→ **Problem description**:
Copy out every entry below with "single pin" changed to "single marker" wherever it occurs, keeping everything else the same. Leave the pictures out.

→ **Records to use**:
★ ★ ★ ★ ★

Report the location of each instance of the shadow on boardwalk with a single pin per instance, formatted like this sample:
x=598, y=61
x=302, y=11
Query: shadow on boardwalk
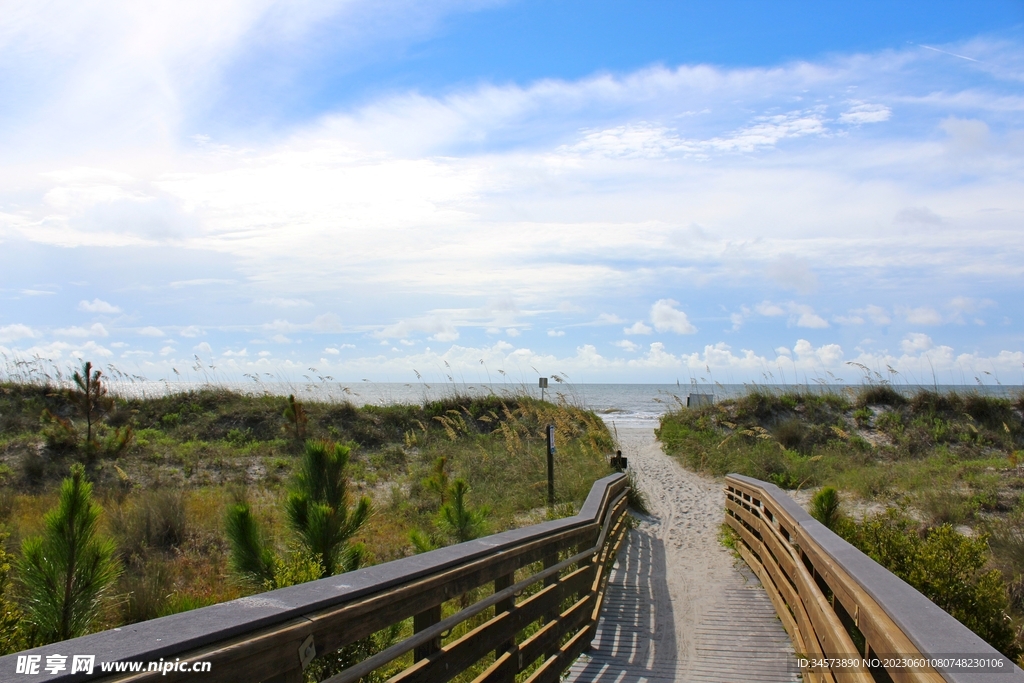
x=634, y=642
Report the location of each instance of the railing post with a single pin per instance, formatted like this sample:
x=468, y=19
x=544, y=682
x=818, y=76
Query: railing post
x=424, y=621
x=506, y=675
x=290, y=676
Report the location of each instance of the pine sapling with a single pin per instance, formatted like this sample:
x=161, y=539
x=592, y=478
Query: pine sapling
x=68, y=569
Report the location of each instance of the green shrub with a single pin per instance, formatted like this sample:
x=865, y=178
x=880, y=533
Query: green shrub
x=881, y=394
x=947, y=567
x=68, y=569
x=156, y=520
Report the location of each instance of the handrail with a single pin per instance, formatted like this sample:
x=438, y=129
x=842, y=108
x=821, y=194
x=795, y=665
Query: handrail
x=832, y=598
x=271, y=637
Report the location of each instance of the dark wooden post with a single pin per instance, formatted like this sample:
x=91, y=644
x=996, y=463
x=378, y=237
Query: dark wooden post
x=551, y=466
x=424, y=621
x=506, y=675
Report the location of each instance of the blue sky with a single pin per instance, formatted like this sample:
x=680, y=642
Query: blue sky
x=636, y=191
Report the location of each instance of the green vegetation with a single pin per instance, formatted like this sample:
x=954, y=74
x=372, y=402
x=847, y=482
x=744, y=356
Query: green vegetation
x=317, y=515
x=66, y=570
x=450, y=469
x=937, y=463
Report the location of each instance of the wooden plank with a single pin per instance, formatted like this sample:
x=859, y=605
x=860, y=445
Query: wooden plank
x=255, y=656
x=551, y=671
x=455, y=657
x=870, y=619
x=335, y=628
x=551, y=633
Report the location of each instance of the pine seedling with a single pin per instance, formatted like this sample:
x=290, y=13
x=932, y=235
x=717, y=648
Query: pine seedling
x=295, y=419
x=68, y=569
x=251, y=557
x=92, y=400
x=460, y=521
x=437, y=482
x=318, y=512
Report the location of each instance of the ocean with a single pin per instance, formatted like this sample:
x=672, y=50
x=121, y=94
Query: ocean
x=620, y=404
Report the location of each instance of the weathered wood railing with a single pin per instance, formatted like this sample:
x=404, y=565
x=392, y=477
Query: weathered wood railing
x=849, y=617
x=272, y=636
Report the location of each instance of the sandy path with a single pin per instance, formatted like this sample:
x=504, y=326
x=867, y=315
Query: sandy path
x=679, y=606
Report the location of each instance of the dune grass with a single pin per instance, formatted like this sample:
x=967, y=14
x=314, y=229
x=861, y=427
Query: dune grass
x=192, y=455
x=947, y=463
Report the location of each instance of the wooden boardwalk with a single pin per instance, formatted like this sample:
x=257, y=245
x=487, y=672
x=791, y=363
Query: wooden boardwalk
x=737, y=635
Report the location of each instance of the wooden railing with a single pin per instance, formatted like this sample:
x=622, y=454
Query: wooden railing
x=850, y=619
x=548, y=584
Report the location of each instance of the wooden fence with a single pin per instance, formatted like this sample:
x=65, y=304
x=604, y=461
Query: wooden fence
x=850, y=619
x=548, y=584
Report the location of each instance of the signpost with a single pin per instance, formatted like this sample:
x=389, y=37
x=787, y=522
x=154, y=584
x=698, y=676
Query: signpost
x=551, y=466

★ ★ ★ ★ ★

→ **Solution**:
Report the location of each instance of the shadow on boardwalk with a single marker per instance, formatted like this sample:
x=598, y=61
x=302, y=11
Query: shadow on boardwalk
x=634, y=642
Report the location of each instance of the railing post with a single marker per instance, formatted like this sample:
x=468, y=19
x=544, y=682
x=818, y=76
Query: railing post
x=424, y=621
x=506, y=675
x=290, y=676
Report the location of each instance of the pine sapling with a single marker per instance, formatted like this sample:
x=161, y=539
x=592, y=478
Query: pine sapling
x=68, y=569
Report the location of each instance of the green shrub with a single marker per instance, formatted like this sample:
x=865, y=178
x=880, y=533
Query: green shrub
x=881, y=394
x=947, y=567
x=68, y=569
x=156, y=520
Report the location of each instance of the handrail with a single marker per instance, formatted like this sample:
x=438, y=129
x=842, y=108
x=821, y=194
x=795, y=665
Query: handrail
x=832, y=598
x=271, y=637
Report the location of each instance of the dark wooden post with a single marker per instance, formatted like this sample:
x=91, y=644
x=996, y=463
x=378, y=237
Query: dark wooden post
x=551, y=466
x=424, y=621
x=506, y=675
Report the location of each instance of the blue sky with a single marker per instance, formatted like this sample:
x=680, y=642
Query: blue sky
x=636, y=191
Report the location of each instance of the green vegetation with a single marker per instance, formatted like this sample:
x=954, y=74
x=372, y=402
x=847, y=482
x=744, y=356
Query: green vegetation
x=317, y=515
x=66, y=570
x=450, y=469
x=937, y=463
Report the location of each instance of the wooden plank with a single marker per instance, formatted like this sample:
x=859, y=605
x=860, y=445
Query: wooden plank
x=255, y=656
x=551, y=671
x=455, y=657
x=870, y=619
x=335, y=628
x=551, y=633
Report the location of each instance of the pine seedling with a single marker per instance, formatted like this sample:
x=290, y=13
x=932, y=235
x=717, y=648
Query: pine seedling
x=295, y=419
x=68, y=569
x=251, y=557
x=92, y=400
x=460, y=521
x=437, y=482
x=318, y=512
Report the location of each instance of the ocean with a single marker per instance, formatted like this sample:
x=672, y=50
x=121, y=94
Query: ocean
x=620, y=404
Report the location of each instance of the weathered wood railing with a single marker per instance, formatted like this sample:
x=404, y=565
x=392, y=477
Query: weathered wood railing
x=849, y=617
x=272, y=636
Report the location of each instance of the sandy path with a single marker per instance, formatted like this sample:
x=504, y=326
x=867, y=315
Query: sandy path
x=679, y=606
Report the location of each instance of the dune grass with a single marker per instance, formatted like this sample:
x=967, y=14
x=314, y=229
x=861, y=427
Query: dune grass
x=192, y=455
x=947, y=463
Report the location of each instance of the wooden boardwalk with a single marker per instance, formatted like this sample:
x=257, y=245
x=487, y=672
x=791, y=363
Query: wooden boardwalk
x=737, y=635
Report the location of each instance of the wooden railing with a single marker per instance, formatted like this sample:
x=622, y=454
Query: wooden railing
x=850, y=619
x=548, y=584
Report the location of each instance of the wooden fence with a single marker per instance, formatted like this sample:
x=65, y=304
x=604, y=461
Query: wooden fence
x=850, y=619
x=548, y=584
Report the location of each instance of the signpost with a single marker per instance, formatted like this sample:
x=389, y=37
x=787, y=522
x=154, y=584
x=698, y=676
Query: signpost
x=551, y=466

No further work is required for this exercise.